§ **Exercise requirements**: Every record should be copied exactly, except that pictures are to be omitted.

## start Provided data

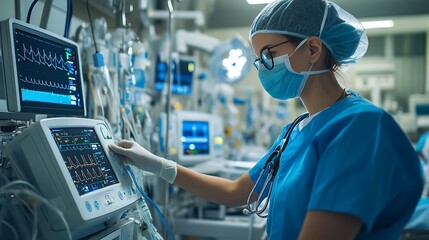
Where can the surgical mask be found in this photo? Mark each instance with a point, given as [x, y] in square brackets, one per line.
[282, 82]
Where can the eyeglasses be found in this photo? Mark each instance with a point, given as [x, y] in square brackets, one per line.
[266, 57]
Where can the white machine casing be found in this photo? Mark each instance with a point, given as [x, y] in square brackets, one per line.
[35, 155]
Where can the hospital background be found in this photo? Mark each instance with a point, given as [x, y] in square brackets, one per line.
[178, 78]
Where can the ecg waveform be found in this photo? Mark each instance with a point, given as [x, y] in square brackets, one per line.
[84, 176]
[85, 161]
[58, 63]
[44, 83]
[41, 96]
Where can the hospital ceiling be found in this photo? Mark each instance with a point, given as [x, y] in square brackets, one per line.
[237, 13]
[234, 13]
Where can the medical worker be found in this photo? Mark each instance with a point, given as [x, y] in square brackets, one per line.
[342, 170]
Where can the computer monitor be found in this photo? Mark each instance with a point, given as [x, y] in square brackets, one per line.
[182, 69]
[69, 162]
[41, 72]
[194, 137]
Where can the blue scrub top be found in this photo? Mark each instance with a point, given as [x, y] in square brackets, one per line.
[351, 158]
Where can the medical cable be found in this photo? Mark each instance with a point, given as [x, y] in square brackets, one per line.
[90, 24]
[271, 165]
[158, 211]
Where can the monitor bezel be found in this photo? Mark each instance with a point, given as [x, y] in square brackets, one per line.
[13, 96]
[194, 117]
[46, 127]
[179, 58]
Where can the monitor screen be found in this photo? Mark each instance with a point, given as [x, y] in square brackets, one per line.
[195, 138]
[182, 73]
[85, 158]
[48, 73]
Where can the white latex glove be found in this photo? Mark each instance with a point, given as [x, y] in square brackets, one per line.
[145, 160]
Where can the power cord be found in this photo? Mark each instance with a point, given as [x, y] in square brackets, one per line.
[158, 211]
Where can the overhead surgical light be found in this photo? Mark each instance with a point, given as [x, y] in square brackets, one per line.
[378, 24]
[258, 1]
[230, 61]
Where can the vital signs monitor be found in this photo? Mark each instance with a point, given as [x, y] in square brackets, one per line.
[194, 137]
[40, 72]
[68, 160]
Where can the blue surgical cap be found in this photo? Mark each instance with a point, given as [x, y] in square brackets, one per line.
[340, 32]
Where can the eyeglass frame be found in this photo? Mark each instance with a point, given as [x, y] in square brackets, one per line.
[260, 58]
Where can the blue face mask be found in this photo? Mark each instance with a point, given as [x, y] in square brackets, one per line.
[282, 82]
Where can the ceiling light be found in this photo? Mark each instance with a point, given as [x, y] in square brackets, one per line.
[378, 24]
[258, 1]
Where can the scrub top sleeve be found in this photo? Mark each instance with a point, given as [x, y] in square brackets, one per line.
[353, 168]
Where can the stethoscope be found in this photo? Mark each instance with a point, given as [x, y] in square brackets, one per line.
[271, 166]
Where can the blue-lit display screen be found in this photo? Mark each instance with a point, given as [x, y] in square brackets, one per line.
[195, 138]
[182, 74]
[85, 158]
[48, 73]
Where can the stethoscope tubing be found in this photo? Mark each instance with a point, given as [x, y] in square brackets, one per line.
[272, 167]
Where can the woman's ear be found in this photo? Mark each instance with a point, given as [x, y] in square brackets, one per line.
[315, 47]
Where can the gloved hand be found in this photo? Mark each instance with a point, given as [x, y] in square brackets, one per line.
[145, 160]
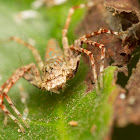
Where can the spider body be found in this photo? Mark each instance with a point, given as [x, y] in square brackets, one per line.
[58, 66]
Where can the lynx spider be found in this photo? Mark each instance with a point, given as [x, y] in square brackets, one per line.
[56, 69]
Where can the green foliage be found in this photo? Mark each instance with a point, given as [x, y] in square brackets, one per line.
[50, 114]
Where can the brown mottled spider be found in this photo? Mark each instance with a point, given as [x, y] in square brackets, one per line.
[58, 67]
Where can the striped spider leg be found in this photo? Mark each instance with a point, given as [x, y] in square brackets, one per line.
[77, 46]
[57, 68]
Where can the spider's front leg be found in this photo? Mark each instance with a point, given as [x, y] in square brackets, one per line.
[90, 55]
[4, 89]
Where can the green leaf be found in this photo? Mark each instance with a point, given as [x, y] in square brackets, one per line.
[50, 114]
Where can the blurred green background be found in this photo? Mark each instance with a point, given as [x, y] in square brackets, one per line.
[49, 114]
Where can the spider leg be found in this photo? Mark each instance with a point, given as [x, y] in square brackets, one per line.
[33, 50]
[88, 53]
[20, 72]
[67, 51]
[101, 46]
[102, 31]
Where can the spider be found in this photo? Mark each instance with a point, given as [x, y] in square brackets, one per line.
[58, 66]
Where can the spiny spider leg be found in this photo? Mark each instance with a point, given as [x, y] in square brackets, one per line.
[13, 79]
[101, 46]
[88, 53]
[101, 31]
[67, 51]
[34, 51]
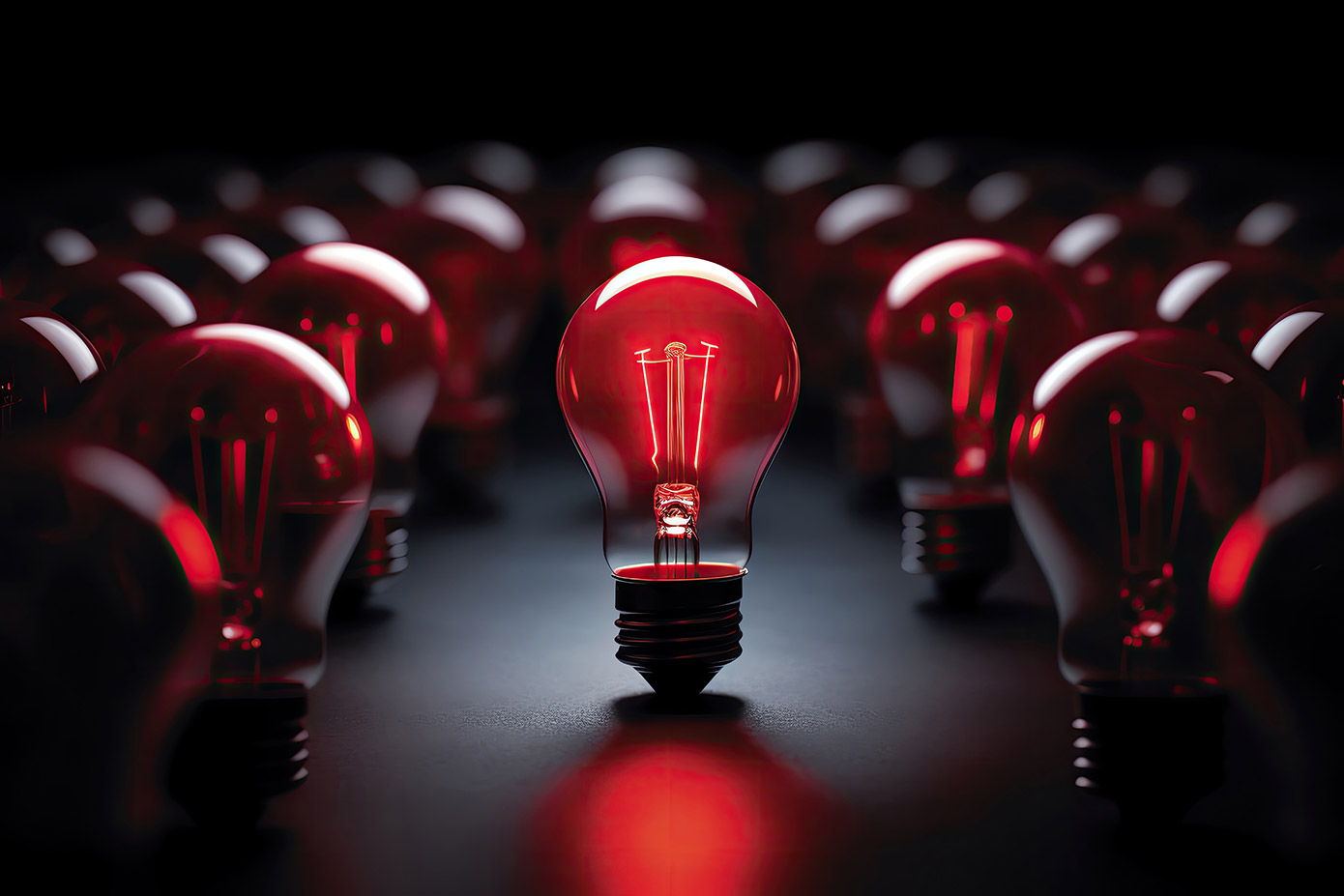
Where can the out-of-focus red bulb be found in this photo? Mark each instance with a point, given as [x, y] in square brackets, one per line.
[1133, 455]
[375, 321]
[1302, 358]
[117, 303]
[958, 336]
[1237, 295]
[640, 217]
[678, 379]
[1115, 262]
[110, 598]
[1274, 592]
[45, 367]
[265, 441]
[482, 268]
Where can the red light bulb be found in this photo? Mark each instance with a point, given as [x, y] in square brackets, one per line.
[1300, 355]
[1133, 457]
[482, 268]
[638, 217]
[1236, 296]
[262, 437]
[110, 598]
[1274, 590]
[1115, 262]
[117, 303]
[375, 321]
[960, 334]
[45, 367]
[678, 379]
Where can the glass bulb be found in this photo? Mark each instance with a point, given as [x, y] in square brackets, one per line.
[110, 598]
[678, 379]
[45, 367]
[1236, 296]
[376, 324]
[1274, 589]
[958, 336]
[1134, 454]
[1301, 358]
[262, 438]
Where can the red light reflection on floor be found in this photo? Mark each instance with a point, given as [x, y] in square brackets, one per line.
[681, 806]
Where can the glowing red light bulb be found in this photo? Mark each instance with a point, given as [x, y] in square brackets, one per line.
[678, 379]
[375, 321]
[1274, 590]
[1141, 450]
[262, 437]
[110, 598]
[958, 336]
[45, 367]
[482, 268]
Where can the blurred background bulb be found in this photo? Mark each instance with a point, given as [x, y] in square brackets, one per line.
[259, 434]
[958, 336]
[45, 368]
[110, 602]
[376, 324]
[1133, 455]
[678, 379]
[1274, 590]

## end Provided data

§ **Solution below**:
Where can the surgical mask be found in this photo? Mark each instance with a point, given as [x, y] in square brackets, one per line.
[282, 82]
Where can the eyeglasses be found in this photo? Mark each instance with a point, given as [x, y] in square brackets, one per line.
[266, 57]
Where can the white machine casing be found in this photo? Mark each instance with a point, given as [x, y] in square brackets, one per line.
[35, 155]
Where can the hospital background be found in this photo? Mark each instance with a point, given as [x, y] in square brackets, one per line.
[178, 78]
Where can the ecg waveform be found in this photo? Mark each instance with a point, given as [x, y] in square brackets, one per line.
[84, 176]
[85, 161]
[58, 63]
[44, 83]
[41, 96]
Where can the hospital ceiling be found in this photo? Mark each instance with a point, given as [x, y] in square brackets, one per line.
[237, 13]
[234, 13]
Where can the medical worker be found in this photo? Mark each instance with a point, given as [x, y] in square brackets, one per line.
[342, 170]
Where can the computer monitor be found in this photo? Mark each instance with a point, given as [x, y] in square brackets, one per line.
[182, 69]
[69, 162]
[41, 72]
[194, 137]
Where can the blue scrub top be found in this photo? Mark each instance with a point, given as [x, y] in square brackets, one per line.
[351, 158]
Where can the medical cable be found in this photo? Mark each instance with a point, given as [x, y] in square brackets, one per line.
[90, 24]
[271, 165]
[158, 211]
Where can the monitor bezel be found in this photo? Mark each instance with a point, given as [x, y] in square brackets, one per line.
[13, 96]
[194, 117]
[46, 127]
[179, 58]
Where can the monitor screen be found in this photo? Mark each instance with a point, given as [x, y] in square brackets, one per line.
[195, 138]
[182, 73]
[85, 158]
[48, 73]
Where can the white latex glove be found in this photo? Mark each instance with a point, given as [x, y] in square brackets, one per line.
[145, 160]
Where can the power cord be found in this photo? Mark each instance with a point, given as [x, y] in square brackets, one per line.
[158, 211]
Where can the overhead surgical light be found in this photo? Mark each instance with a point, given as [x, y] in square brackets, one per line.
[378, 24]
[258, 1]
[230, 61]
Where can the vital signs monitor be found in this photo? Mark each instance with a point, given as [x, y] in square brackets, one per line.
[194, 137]
[40, 72]
[68, 160]
Where can the blue surgical cap be found in this photo? Mark each instance with a point, given as [x, y] in square brackets, one per line.
[340, 32]
Where can the eyeglass frame be found in this photo? Mark each instance with a point, given as [x, y] in square brackets, one per line.
[260, 58]
Where can the blue face mask be found in this photo? Mark each instance with a point, given as [x, y] in square brackets, one per line.
[282, 82]
Where can the ceiling light be found in this photo? Mark each instance with a point, given as [x, y] in square brackets, one per line.
[378, 24]
[258, 1]
Where can the scrub top sleeve be found in this photo? Mark each instance with a point, given as [x, y] in square brackets, one per line.
[353, 168]
Where can the stethoscope be found in this photo? Mark each instance with a point, given as [x, y] in square brackets, one per line.
[271, 166]
Where can the blue-lit display screen be found in this photo? Mark each instance with a point, given as [x, y] in square brackets, one per line.
[195, 138]
[182, 74]
[85, 158]
[48, 73]
Where can the stethoscope tubing be found in this photo? Mark each instance with a point, given as [x, y] in square brackets, one per line.
[272, 167]
Where can the woman's ear be found in this photo? Mark each instance with a point, given as [x, y] in square brackets, one per line.
[315, 47]
Where can the gloved hand be found in this photo? Mark each instance with a point, given as [x, y] in square brackets, one per line.
[145, 160]
Where can the spider body be found in this photo? Mark each instance with a point, given as [x, y] in square brackets, one per line.
[58, 66]
Where can the lynx spider be found in this photo? Mark each instance with a point, given as [x, y] in square brackets, one per line.
[56, 69]
Where can the green foliage be found in this photo? Mark each instance with a point, given as [x, y] in square brackets, one per line.
[50, 114]
Where can the brown mottled spider be found in this photo? Mark each instance with a point, given as [x, y] in square brackets, one per line.
[58, 67]
Where can the striped spider leg be found in this photo? Mark each instance with a point, given as [x, y] in square brackets, one per line.
[77, 46]
[57, 68]
Where can the spider's front leg be found in this photo? Mark each instance with a point, given as [x, y] in square brackets, one per line.
[90, 55]
[4, 89]
Where can the green leaf be found in this photo? Mark each instance with a point, given as [x, y] in square brackets, one per line.
[50, 114]
Where can the blurred green background be found in this photo? Mark each instance with a point, given as [x, y] in square brackets, one per line.
[49, 114]
Where can the spider leg be found in this photo? Mark each instance with a point, given as [x, y] in square brackets, one per line.
[33, 50]
[88, 53]
[20, 72]
[67, 51]
[101, 46]
[102, 31]
Where can the spider be found in this photo? Mark each instance with a point, given as [x, y] in square brackets, one per line.
[58, 66]
Where can the spiny spider leg be found in this photo? Mark each instance with a point, given as [x, y] in square brackets, one per line.
[13, 79]
[101, 46]
[88, 53]
[101, 31]
[67, 51]
[34, 51]
Where can the out-of-focus red bulb be found in this photo? Mark each instance with a point, given as [x, y] in square brackets, one per line.
[1133, 455]
[375, 321]
[1302, 358]
[117, 303]
[958, 336]
[1237, 295]
[640, 217]
[678, 379]
[1115, 262]
[110, 598]
[1274, 592]
[45, 367]
[265, 441]
[482, 268]
Where can the red light bulb be found in this photo? Mark each instance with a point, given as [x, y] in square brackets, one per line.
[1300, 355]
[1133, 457]
[482, 268]
[638, 217]
[1236, 296]
[262, 437]
[110, 598]
[1274, 590]
[1115, 262]
[117, 303]
[375, 321]
[960, 334]
[45, 367]
[678, 379]
Where can the glass bulb be found in this photo? Mark each instance with a point, given as [x, y] in square brackets, one per line.
[110, 598]
[678, 379]
[45, 367]
[1236, 296]
[376, 324]
[1274, 589]
[958, 336]
[1134, 454]
[1301, 358]
[262, 438]
Where can the red light reflection on floor be found in this photo? Mark each instance with a point, given as [x, y] in square brackets, one per line.
[681, 806]
Where can the glowing red light bulb be found in this photo? Mark each instance with a point, given as [x, y] in square brackets, one per line.
[678, 379]
[375, 321]
[1274, 590]
[1141, 450]
[262, 437]
[110, 598]
[958, 336]
[45, 367]
[482, 268]
Where can the blurred background bulb be found in this photo? Mark each instance with a point, given as [x, y] in square brackets, one per line.
[259, 434]
[958, 336]
[45, 368]
[110, 602]
[376, 324]
[1133, 455]
[678, 379]
[1274, 590]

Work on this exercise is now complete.